Can you echo back, with no changes, everything from the line containing "This document asks, for" down to the line containing "rough mask: <svg", both of those lines included?

++++ Entries shown

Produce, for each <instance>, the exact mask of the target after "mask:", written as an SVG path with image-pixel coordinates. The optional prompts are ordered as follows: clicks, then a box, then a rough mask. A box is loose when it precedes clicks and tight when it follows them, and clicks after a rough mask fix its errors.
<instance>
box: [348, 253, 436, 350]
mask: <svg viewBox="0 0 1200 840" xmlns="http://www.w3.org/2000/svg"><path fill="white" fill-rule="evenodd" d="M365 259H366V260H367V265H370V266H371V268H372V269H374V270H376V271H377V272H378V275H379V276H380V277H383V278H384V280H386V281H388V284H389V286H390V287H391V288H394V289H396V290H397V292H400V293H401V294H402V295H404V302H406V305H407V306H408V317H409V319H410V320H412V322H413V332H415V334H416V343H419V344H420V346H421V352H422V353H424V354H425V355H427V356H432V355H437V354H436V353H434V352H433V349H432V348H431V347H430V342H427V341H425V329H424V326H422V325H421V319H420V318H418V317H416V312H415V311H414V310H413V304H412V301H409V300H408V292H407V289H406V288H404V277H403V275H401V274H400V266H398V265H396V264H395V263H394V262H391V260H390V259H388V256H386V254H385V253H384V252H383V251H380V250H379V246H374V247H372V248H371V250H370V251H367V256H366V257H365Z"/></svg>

++++++++
++++ Entries shown

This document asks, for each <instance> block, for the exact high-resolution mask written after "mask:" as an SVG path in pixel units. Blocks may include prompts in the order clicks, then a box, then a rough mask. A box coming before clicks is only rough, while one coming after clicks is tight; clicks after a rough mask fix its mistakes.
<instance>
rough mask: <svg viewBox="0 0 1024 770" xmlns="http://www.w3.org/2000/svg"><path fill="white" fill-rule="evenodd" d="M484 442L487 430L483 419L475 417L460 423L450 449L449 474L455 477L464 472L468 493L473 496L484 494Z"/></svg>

++++++++

**Response area**
This document asks, for each <instance> block, for the exact high-resolution mask written after "mask:" as an SVG path in pixel units. Blocks may include prompts in the order clicks, then a box, then a rough mask. A box coming before clicks is only rough, while one coming after clicks is tight; clicks after a rough mask fix its mistakes.
<instance>
rough mask: <svg viewBox="0 0 1024 770" xmlns="http://www.w3.org/2000/svg"><path fill="white" fill-rule="evenodd" d="M484 442L487 430L483 419L475 417L460 423L450 449L449 474L455 477L464 472L468 493L473 496L484 494Z"/></svg>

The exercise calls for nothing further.